**Aim**
Reproduce each of the rows below word for word, leaving out the pictures.

** START Task data **

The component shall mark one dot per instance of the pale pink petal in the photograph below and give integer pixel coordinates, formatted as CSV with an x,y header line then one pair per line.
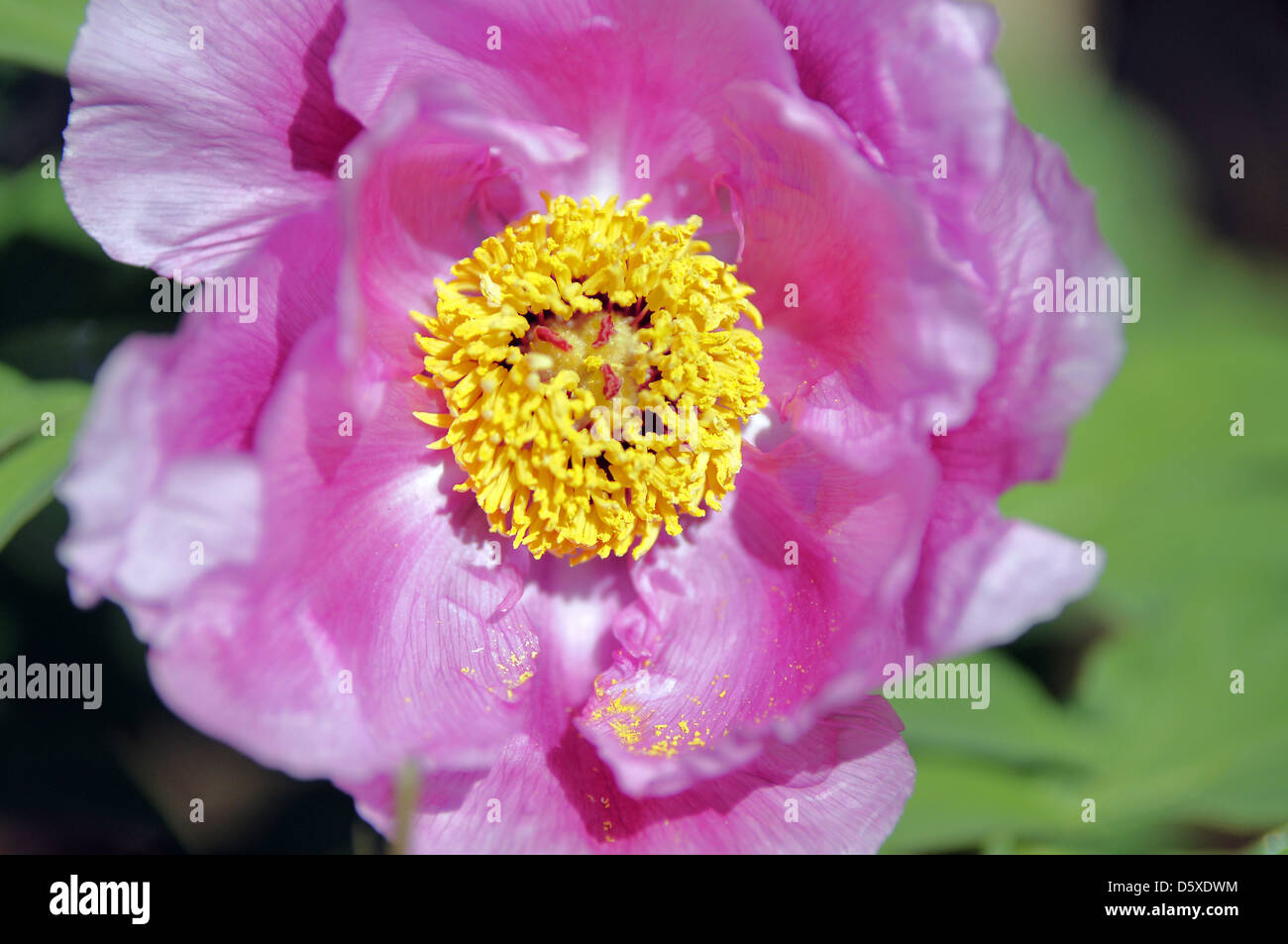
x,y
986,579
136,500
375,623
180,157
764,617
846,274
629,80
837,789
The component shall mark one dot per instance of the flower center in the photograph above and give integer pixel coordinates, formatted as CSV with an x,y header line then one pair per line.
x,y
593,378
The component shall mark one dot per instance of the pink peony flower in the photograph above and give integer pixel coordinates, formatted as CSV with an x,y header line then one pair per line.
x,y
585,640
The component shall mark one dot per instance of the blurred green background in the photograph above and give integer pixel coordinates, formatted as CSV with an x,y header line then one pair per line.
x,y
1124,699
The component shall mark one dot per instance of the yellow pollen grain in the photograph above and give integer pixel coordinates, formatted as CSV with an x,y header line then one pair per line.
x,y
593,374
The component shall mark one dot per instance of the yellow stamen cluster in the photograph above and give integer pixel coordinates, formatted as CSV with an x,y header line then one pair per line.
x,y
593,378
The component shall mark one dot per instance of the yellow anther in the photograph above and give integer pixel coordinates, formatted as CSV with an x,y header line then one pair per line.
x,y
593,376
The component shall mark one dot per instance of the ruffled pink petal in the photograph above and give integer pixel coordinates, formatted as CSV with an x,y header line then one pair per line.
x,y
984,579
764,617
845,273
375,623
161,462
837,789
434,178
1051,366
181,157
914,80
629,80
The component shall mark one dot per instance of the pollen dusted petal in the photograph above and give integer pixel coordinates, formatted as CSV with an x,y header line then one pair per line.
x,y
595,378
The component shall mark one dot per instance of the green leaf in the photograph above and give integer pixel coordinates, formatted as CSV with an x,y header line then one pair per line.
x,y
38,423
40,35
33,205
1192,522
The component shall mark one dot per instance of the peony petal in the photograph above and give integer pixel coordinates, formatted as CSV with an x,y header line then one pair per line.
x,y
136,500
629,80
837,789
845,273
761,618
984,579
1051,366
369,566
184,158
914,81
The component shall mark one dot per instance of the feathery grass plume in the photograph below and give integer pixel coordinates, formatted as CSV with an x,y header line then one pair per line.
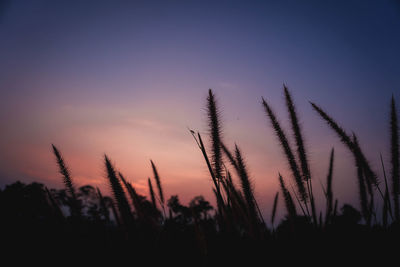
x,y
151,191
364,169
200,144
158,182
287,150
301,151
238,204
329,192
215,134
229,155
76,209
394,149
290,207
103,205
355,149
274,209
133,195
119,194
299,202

** END Task data **

**Output for this task**
The component shall mark one dot per instance of the pale pink petal in the photograph below and give integer pixel coordinates, formatted as CSV with an x,y header line then one pair per line.
x,y
986,579
136,500
375,623
180,157
764,617
846,274
629,80
837,789
The component shall mark one dot per instance of the flower center in the photograph above and give integer pixel coordinates, formatted as CSV with an x,y header line then one pair per line.
x,y
593,378
The component shall mark one dot per instance of the pink peony flower in the photograph above and give integer pixel coordinates, formatted as CSV with an x,y header line then one pair per line.
x,y
585,640
The component shall mark one dot per instance of the blurred green background in the photograph above and give integer pixel coordinates, formatted as CSV with an x,y header line then one pair per line.
x,y
1124,699
The component shall mark one dot per instance of the yellow pollen grain in the photograph above and give integer pixel coordinates, formatted as CSV with an x,y header line then one pair per line.
x,y
593,374
The component shall mark one dot per instance of the yellow stamen cluster in the photograph above and give integer pixel coordinates, formatted as CSV with an x,y header line then one pair per line.
x,y
593,378
The component shall mark one dot per instance of the yellow anther in the photograph above and give integer pixel coordinates, formatted as CSV with an x,y header line then one pair per line.
x,y
593,376
The component shall mark one dot per instance of the ruffled pink petal in the photograph above and give integer pixel coordinates, formatted as CSV with an x,y header line then one pair per line.
x,y
984,579
764,617
845,273
375,623
161,462
837,789
434,178
1051,366
181,157
914,80
629,80
The component shall mark one dot per instance of the pollen dusted petal in the photograph above and give integer pixel coordinates, formatted as CSV with an x,y header line then one pair per line.
x,y
595,378
The component shall mark one dot per instance of the green leaf in the photograph above and give integer pixel coordinates, formatted as CSV with an x,y header line then one pair per line.
x,y
38,423
40,35
33,205
1192,522
The component shall mark one dot per instance of the peony petal in the photograph above and give integer pixel coordinates, formatted as CSV with an x,y header line then one pair per line.
x,y
136,500
629,80
837,789
845,273
761,618
984,579
1051,366
369,566
184,158
914,81
The component shall mark one dot per instance of the feathery grass plume in the photograph below and give integer pixel coordinates, formatted as CSV with an x,y header line then one pair per line.
x,y
151,191
364,169
200,144
158,182
287,150
301,151
238,204
329,192
215,134
229,155
76,209
394,149
290,207
103,205
355,149
274,209
133,195
119,194
299,202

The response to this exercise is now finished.